◆ **Text to read**
-=-=-

According to the tech sheet that accompanied my Eagle 2-post lift, the number one reason for lift failure is the failure to keep the anchor bolts tight.

As long as the lift is correctly installed, the arms are correctly positioned and the car is balanced properly, the lift is as safe as jack stands. Most lift makers offer an optional tripod jack that can be used for added support is some serious "grunting" that might upset the balance is anticipated.

Reply to
John Kunkel

As the other poster said the anchor bolts are the real issue. An off-balance vehicle on the lift turns the lift into a giant lever that will exert many many tons of force on the anchor bolts. And it is easy in that kind of situation to pull anchor bolts right out of concrete.

Keep in mind concrete is excellent for compression, but terrible for expansive forces.

-=-=-

Data records:
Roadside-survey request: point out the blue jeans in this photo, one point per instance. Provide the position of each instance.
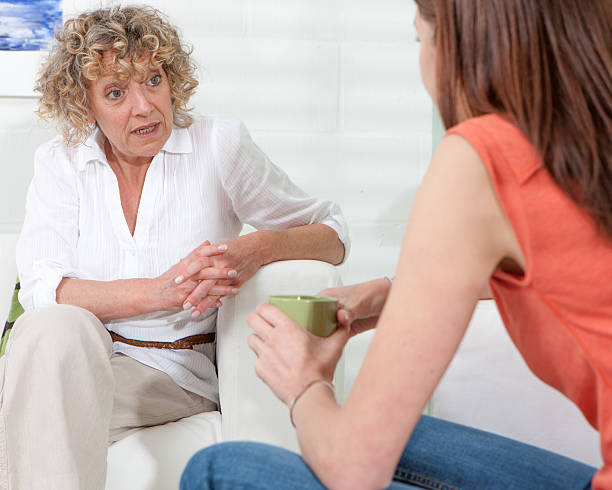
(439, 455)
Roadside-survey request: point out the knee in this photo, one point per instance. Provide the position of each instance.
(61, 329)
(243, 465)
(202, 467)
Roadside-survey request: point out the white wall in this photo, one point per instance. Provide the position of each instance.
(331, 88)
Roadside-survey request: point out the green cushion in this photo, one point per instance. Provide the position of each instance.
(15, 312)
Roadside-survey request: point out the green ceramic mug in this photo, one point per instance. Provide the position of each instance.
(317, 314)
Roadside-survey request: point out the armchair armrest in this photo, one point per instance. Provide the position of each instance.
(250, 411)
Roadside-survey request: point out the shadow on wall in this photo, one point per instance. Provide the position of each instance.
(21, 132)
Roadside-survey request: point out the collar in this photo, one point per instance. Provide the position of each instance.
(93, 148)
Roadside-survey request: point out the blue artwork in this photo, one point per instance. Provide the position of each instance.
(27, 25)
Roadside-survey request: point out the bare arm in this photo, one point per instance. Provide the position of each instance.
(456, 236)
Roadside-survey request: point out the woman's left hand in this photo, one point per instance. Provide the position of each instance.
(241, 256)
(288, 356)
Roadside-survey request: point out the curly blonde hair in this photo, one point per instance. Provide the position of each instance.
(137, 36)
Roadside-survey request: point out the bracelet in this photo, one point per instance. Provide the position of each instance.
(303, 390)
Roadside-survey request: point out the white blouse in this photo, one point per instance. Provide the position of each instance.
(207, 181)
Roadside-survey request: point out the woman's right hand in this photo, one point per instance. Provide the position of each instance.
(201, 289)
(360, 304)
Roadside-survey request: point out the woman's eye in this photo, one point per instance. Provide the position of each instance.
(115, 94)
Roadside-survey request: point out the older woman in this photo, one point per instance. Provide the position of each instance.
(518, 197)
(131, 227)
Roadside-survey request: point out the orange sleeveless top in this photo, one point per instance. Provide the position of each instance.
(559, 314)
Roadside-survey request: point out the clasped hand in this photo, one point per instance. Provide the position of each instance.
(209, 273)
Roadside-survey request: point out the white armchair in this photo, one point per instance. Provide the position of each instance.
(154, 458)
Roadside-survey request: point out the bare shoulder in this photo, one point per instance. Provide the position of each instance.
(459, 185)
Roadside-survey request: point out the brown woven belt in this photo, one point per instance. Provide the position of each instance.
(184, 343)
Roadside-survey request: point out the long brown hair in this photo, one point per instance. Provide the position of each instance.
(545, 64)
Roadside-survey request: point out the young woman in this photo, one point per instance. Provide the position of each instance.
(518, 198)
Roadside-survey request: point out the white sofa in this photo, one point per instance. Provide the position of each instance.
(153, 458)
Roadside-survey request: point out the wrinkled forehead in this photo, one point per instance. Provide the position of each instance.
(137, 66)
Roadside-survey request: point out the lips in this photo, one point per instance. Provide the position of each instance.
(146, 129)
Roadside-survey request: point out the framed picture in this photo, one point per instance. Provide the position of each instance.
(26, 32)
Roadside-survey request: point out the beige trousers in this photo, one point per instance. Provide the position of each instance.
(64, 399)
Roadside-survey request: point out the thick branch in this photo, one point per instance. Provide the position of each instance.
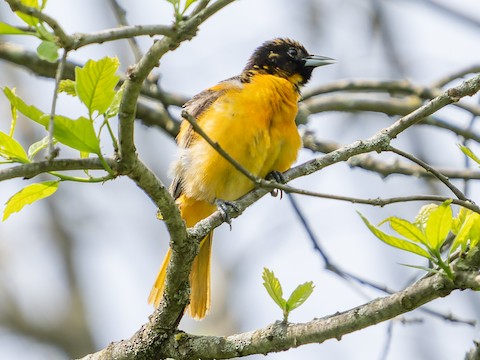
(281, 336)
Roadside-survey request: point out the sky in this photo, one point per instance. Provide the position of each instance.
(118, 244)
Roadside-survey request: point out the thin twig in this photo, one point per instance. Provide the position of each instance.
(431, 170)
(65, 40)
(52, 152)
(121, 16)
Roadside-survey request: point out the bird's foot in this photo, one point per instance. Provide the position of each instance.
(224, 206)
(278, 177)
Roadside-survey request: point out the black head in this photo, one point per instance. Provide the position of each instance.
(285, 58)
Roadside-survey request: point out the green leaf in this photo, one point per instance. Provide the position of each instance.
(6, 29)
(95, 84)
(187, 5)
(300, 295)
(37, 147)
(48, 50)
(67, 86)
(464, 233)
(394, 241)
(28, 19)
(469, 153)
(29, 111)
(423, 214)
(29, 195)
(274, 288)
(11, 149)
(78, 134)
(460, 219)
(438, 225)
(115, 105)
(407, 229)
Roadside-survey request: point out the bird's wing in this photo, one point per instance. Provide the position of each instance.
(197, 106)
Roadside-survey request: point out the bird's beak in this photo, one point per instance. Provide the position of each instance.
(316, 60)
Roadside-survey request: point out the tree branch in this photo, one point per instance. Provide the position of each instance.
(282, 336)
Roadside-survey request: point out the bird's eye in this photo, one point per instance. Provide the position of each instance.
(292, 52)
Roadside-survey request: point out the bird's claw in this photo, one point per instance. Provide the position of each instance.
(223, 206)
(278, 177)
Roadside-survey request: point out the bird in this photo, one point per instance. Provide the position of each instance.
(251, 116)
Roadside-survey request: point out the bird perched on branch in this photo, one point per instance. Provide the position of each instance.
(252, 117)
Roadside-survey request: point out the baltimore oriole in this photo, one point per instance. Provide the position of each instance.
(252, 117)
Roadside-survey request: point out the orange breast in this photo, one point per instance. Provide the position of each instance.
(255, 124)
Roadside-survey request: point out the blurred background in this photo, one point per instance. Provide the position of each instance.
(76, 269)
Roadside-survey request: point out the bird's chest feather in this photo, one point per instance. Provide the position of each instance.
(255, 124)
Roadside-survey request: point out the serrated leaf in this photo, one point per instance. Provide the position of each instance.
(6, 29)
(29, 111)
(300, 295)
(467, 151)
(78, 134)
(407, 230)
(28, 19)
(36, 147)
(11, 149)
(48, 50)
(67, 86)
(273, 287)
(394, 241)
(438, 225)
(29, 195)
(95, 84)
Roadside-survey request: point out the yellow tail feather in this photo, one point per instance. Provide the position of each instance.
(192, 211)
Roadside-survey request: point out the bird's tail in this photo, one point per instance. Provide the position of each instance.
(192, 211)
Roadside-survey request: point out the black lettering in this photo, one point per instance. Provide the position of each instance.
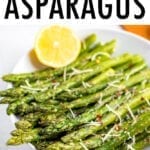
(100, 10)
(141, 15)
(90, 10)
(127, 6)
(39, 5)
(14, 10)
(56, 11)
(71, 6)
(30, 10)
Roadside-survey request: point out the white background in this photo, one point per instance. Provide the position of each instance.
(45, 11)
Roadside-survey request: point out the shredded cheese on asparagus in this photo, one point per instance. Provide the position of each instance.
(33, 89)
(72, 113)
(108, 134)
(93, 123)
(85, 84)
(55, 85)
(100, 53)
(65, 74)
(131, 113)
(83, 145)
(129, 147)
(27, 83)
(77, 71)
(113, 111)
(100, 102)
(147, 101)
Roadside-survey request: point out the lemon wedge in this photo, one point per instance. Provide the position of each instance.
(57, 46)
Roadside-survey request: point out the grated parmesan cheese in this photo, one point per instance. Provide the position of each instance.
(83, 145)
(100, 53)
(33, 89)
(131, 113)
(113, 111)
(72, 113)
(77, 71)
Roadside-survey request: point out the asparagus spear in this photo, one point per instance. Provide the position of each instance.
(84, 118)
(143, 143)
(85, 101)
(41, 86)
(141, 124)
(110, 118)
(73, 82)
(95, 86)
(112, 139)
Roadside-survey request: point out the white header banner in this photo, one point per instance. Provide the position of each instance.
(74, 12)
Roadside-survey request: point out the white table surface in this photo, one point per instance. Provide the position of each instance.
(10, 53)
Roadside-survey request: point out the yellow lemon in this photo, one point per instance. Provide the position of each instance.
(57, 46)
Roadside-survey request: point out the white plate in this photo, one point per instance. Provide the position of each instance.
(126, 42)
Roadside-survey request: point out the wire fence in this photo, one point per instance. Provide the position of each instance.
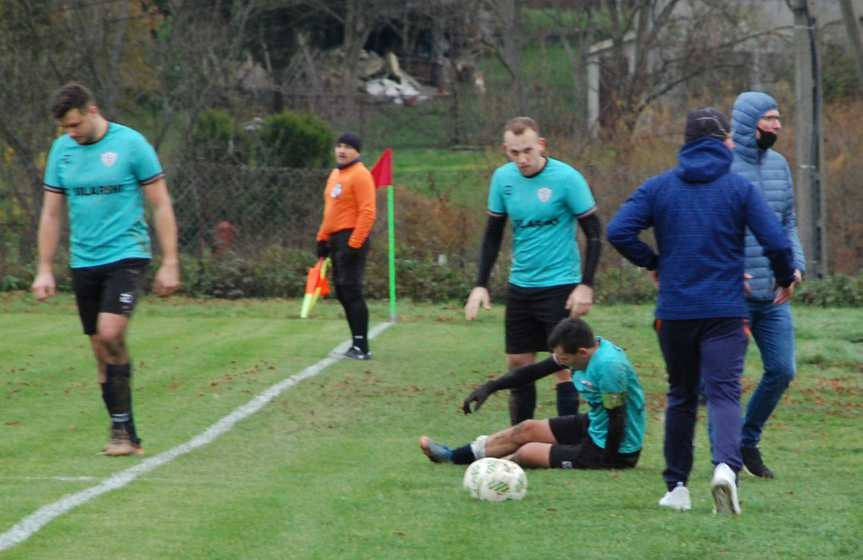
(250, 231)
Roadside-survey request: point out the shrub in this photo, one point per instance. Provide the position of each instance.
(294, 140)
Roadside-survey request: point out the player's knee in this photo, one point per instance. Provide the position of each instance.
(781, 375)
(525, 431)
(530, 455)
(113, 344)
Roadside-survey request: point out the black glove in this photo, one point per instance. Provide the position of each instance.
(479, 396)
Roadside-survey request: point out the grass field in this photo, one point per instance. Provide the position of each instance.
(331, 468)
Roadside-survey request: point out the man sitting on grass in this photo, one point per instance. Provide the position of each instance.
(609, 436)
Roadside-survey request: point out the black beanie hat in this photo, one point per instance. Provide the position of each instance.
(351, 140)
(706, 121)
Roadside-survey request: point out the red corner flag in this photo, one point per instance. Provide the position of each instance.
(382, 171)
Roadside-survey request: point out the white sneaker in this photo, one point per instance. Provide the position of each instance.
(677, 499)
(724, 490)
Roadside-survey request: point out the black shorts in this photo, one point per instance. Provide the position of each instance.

-=-=-

◆ **Exercises to complete**
A. According to the car lift discussion, what is the number one reason for lift failure?
B. Please print the part of the car lift discussion between "As the other" and "out of concrete.", inclusive.
C. Continue the car lift discussion from its last sentence.

◆ **Answer list**
A. The failure to keep the anchor bolts tight.

B.
As the other poster said the anchor bolts are the real issue. An off-balance vehicle on the lift turns the lift into a giant lever that will exert many many tons of force on the anchor bolts. And it is easy in that kind of situation to pull anchor bolts right out of concrete.

C.
If I was doing one of these in an existing garage I would use a concrete saw and cut out a big footing, then dig down at least 2 feet or more, then at the bottom of the hole put in a big steel plate, and have the bolts for the lift coming through holes in the steel plate, then pour concrete over this. What ends up happening then is all the lifting force on the bolts pulls up on the plate, which then compresses the block of concrete. Also, keep in mind that concrete takes weeks of curing to get full strength.

Ted

Reply to
Ted Mittelstaedt

If I was doing one of these, I would read the directions for installation. Actually I have done one, and for a 7,000 lb lift, 4 inches of concrete is the minimum requirement. I have no idea why anchor bolts should be an issue unless improperly installed, which is certainly more probable than a manufacturer selling a defectively designed lift.

Reply to
Chas Hurst

4 inches in what direction? Depth, width? Concrete also comes in different hardnesses, what were they recommending?

I suspect your directions were for someone pouring a garage floor with the bolts embedded in the concrete. Thus a slab of concrete that's at least 6 foot square - assuming that holds together the leverage would be such that the posts would bend before enough force was transmitted to the slab for it to tilt up.

But if your talking a 1foot by 1foot square hole at 4 inches deep - once the lift was installed, you could probably push it over and the posts would yank that 12x12x4 inch slab up as quick as sin.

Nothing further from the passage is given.